* _Tasks to carry out_:
1. In the passage on Ruskin and Turner, what was Ruskin's first published work?
2. Pick up the passage on Ruskin and Turner right after its last sentence and keep writing.

* _Text provided_:

But the most compelling items in this bay are what compelled Ruskin himself to become an art critic: the paintings of J.M.W. Turner. A defense of the renegade painter, who was widely criticized in his day but is now venerated, was central to Ruskin’s first published work, Modern Painters I (1843), and the exhibition therefore features three striking Turner landscapes, two of them featuring scenes of Venice and the third a scene of the Swiss town of Flüelen. In the watercolor Venice, The Mouth of the Grand Canal (ca. 1840), Turner paints the church of San Giorgio Maggiore in the far background as if it’s about to disappear into the clouds, at the same time suggesting the most delicate details of its carved tower. In his oil painting Venice, from the Porch of Madonna della Salute (ca. 1835, on loan from the Metropolitan Museum of Art), the masts of ships docked in the river glisten like copper, and the buildings along the banks, in shades of white and gold and pink, are both exquisitely detailed and elusive. The representation is realistic but also fantastical, with an emotional resonance that captures what it’s like to look at such a scene with your own eyes. Ruskin would champion this dynamic as a critic and implore artists to view their subjects directly and with feeling.

* _Record extracts_:

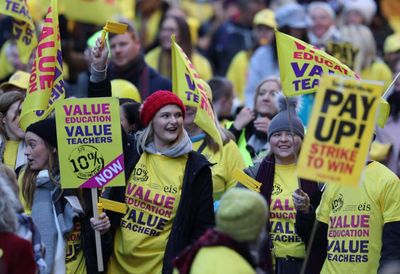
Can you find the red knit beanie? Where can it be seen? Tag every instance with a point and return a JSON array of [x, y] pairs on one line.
[[155, 102]]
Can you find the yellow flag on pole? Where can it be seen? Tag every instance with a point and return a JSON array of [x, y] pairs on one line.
[[186, 84], [301, 65], [23, 27], [46, 84]]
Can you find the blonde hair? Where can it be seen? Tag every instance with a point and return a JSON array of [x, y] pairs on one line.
[[144, 137]]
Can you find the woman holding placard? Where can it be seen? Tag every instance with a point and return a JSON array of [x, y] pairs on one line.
[[60, 215], [278, 177], [168, 193]]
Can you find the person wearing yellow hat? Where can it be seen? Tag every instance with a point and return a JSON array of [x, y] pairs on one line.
[[264, 62], [264, 24], [19, 81]]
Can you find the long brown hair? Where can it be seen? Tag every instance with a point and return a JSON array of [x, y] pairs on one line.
[[6, 100], [29, 177]]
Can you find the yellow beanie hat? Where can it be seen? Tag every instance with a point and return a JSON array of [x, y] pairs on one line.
[[242, 214]]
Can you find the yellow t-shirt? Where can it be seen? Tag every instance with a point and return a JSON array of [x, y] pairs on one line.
[[226, 160], [74, 259], [152, 196], [282, 218], [10, 153], [220, 260], [237, 73], [355, 218]]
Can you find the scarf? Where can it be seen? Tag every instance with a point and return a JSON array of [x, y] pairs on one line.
[[210, 238], [184, 146]]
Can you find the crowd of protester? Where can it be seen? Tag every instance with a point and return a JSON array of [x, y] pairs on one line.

* _Written answers_:
1. Modern Painters I, published in 1843.

2.
The exhibition’s second bay focuses on Ruskin’s observations of the natural world and his call for artists to pay attention to the smallest detail in their renderings of nature, advice that he himself attempted to follow in his own paintings and drawings—“looking at something truly from nature and not convention,” says Victoria Hepburn, a Yale doctoral candidate and co-curator of the exhibition with fellow students Tara Contractor and Judith Stapleton. As an example, Hepburn points to Ruskin’s use of purple ink to illustrate the branch of a tree in a plate from his art criticism series Modern Painters (1843-60)—not literally “true,” perhaps, but true to the visual experience of the tree. Co-curator Contractor points to a detailed watercolor by Sir Joseph Noel Paton, Study from Nature, Inveruglas (1857), in which a man has abandoned his binoculars in the mossy foreground in order to “engage with nature with his own eyes,” just as Ruskin would have it.

Turner’s influence on Ruskin’s own paintings of the natural world can be seen here as well, especially in the stormy rain clouds of Lausanne (undated), a watercolor attributed to Ruskin, with its stormy purple sweep of rain attacking the mountain-edged lake. In stark contrast, his watercolor In the Pass of Killiecrankie (1857, on loan from the Fitzwilliam Museum at the University of Cambridge) gives us lush color and dapples of light on a patch of water. Wildflowers painted with enough detail to show every petal cling to the crags of a rocky hillside that swallows nearly the entire frame, with just a hint of distant, blue-purple mountains in the corner. Ruskin the painter seems to have been trying out the middle ground between abstraction and slavish verisimilitude, landing in different places as he worked on different pieces.

In keeping with a belief that laborers like those who carved the columns of Gothic cathedrals could “rebuild and redeem a world destroyed by modern industrial capitalism” and machine-driven production, Ruskin created the free, public St. George’s Museum in Sheffield, England. He hoped that the city’s iron workers would visit and learn to sharpen their powers of observation by studying his collections of objects both natural and manmade. The impression of that museum is recreated in a third bay, with a life-sized photograph of its interior positioned behind cases of polished minerals from Ruskin’s own collection, ancient Greek ceramics, a cast of plasterwork from Rouen Cathedral, books, drawings and other items like the ones St. George’s displayed.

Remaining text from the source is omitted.